TASK REQUIREMENTS:
Transcribe the listing below only from the line with "Keypoint guideline: for each instance of the white wooden" up to and including the line with "Keypoint guideline: for each instance of the arugula".
START MATERIAL FOR THE TASK
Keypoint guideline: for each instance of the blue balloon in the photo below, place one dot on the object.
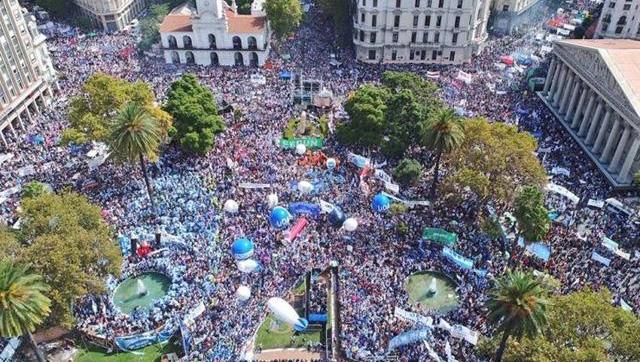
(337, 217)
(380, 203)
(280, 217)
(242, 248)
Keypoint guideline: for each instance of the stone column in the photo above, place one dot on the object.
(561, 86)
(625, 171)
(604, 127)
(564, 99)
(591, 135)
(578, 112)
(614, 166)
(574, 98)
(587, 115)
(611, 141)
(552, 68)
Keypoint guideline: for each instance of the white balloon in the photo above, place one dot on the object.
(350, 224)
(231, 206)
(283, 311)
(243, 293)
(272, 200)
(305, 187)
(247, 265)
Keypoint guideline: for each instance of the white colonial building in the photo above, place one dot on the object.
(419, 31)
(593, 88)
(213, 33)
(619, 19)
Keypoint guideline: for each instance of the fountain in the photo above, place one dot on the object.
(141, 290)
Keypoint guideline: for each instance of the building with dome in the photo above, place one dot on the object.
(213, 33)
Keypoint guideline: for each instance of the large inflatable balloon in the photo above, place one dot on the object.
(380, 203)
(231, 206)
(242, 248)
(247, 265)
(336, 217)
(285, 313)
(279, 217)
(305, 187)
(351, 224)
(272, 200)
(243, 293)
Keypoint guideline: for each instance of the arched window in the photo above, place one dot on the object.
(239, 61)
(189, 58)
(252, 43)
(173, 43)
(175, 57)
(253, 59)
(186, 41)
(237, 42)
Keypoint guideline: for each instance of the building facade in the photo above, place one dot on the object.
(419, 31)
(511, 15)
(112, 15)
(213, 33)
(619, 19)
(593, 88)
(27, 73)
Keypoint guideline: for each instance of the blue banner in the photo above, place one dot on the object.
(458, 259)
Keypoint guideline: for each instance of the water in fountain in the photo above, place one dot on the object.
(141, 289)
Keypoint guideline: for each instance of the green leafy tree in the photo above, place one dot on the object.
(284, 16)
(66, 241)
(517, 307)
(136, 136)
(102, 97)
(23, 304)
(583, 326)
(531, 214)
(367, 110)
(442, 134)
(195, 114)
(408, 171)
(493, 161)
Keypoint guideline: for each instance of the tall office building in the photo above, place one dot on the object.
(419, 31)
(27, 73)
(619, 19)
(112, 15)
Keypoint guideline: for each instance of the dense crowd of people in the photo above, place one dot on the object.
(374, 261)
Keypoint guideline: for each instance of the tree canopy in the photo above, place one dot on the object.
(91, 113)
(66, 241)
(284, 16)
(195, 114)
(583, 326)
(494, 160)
END MATERIAL FOR THE TASK
START MATERIAL FOR THE TASK
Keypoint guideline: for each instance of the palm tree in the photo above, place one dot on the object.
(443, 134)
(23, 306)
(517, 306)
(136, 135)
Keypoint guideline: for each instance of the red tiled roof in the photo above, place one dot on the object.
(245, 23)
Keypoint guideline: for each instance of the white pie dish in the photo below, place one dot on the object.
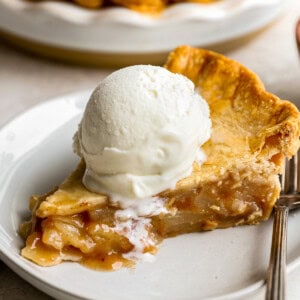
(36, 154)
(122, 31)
END MATERIAL FOR THE TASK
START MATERIAL FOR THE TASK
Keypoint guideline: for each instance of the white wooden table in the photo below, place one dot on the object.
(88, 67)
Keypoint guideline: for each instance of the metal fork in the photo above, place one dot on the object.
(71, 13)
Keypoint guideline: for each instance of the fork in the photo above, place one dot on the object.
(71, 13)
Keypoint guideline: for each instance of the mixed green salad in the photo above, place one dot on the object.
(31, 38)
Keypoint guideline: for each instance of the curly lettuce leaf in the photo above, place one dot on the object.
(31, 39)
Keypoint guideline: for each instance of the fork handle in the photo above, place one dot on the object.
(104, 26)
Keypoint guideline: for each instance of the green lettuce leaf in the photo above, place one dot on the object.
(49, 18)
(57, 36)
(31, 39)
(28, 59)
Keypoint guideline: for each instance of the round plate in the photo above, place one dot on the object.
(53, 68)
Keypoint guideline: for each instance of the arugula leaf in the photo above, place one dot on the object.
END MATERIAL FOR THE TASK
COMPLETED EXERCISE:
Keypoint guideline: for each instance of the white wooden table in the photo below, place one dot on the object.
(88, 67)
Keypoint guideline: for each instance of the metal fork in the photo above, place one dot on the object.
(71, 13)
Keypoint guideline: for each instance of the fork in the photo above, place one dot on the object.
(71, 13)
Keypoint guideline: for each instance of the mixed green salad in the photo above, place one dot on the object.
(31, 38)
Keypoint guideline: for each instance of the curly lettuce leaf in the photo above, place one dot on the object.
(31, 39)
Keypoint guideline: for each instance of the fork handle in the photo above, place one dot on the object.
(104, 26)
Keypoint guideline: for each instance of the green lettuce leaf in the photo above, place one dot on the object.
(49, 18)
(57, 36)
(31, 39)
(28, 59)
Keypoint guideline: for each instance of the round plate in the photo above, place one dot on the object.
(53, 68)
Keypoint guideline: for each instance of the arugula leaf in the photo above, place one dot on the object.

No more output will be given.